Article
Learn To STOP Curve Fitting!
Download this free guide on how to stop curve fitting. Following these four simple steps can improve your trading dramatically!
The fundamental idea behind predictive modeling is indicators may contain information that can be used to predict a forward looking variable, called a target. The task of a predictive model is to find and exploit any such information.
Date trend volatility day_return
19950214 0.251 1.572 0.144
19950215 0.101 1.778 0.055
19950216 -0.167 2.004 -0.013
Suppose we provide several years of this data to a model and ask it to learn how to predict day_return, the one day forward return, from two indicators, one called trend and the other volatility. In the lingo of machine-learning this process is called model training. Then, we may at a later date calculate from recent prices that trend=0.225 and volatility=1.244 as of that day. The trained model may then make a prediction that the target variable day_return will be 0.152. (These are all made-up numbers.) Based on this prediction that the market is about to rise substantially, we may choose to take a long position.

Exercise details
Print the passage of the trading article that begins with "Learn To STOP" and ends with "any such information.", word for word.

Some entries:
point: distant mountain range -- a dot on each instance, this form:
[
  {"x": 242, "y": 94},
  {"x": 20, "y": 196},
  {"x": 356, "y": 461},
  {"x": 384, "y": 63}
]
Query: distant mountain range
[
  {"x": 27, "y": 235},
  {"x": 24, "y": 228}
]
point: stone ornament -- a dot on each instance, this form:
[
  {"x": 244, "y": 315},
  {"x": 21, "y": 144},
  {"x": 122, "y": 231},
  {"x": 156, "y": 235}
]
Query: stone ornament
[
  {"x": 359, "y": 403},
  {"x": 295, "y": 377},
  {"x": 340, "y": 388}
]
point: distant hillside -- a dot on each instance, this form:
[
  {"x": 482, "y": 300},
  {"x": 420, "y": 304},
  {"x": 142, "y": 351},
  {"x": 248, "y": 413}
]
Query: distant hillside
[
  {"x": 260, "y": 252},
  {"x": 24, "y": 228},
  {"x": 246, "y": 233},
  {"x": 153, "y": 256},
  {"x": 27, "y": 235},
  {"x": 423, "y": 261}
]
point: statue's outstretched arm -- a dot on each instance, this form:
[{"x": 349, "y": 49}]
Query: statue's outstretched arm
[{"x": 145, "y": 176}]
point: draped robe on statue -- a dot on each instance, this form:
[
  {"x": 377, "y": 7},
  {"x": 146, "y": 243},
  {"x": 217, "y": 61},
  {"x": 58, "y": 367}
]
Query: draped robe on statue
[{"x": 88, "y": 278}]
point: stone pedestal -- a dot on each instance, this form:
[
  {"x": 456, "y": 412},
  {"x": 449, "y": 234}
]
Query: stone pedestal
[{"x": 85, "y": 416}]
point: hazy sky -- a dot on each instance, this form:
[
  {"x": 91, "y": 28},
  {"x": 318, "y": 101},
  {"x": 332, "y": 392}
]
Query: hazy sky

Task answer
Learn To STOP Curve Fitting!
Download this free guide on how to stop curve fitting. Following these four simple steps can improve your trading dramatically!
The fundamental idea behind predictive modeling is indicators may contain information that can be used to predict a forward looking variable, called a target. The task of a predictive model is to find and exploit any such information.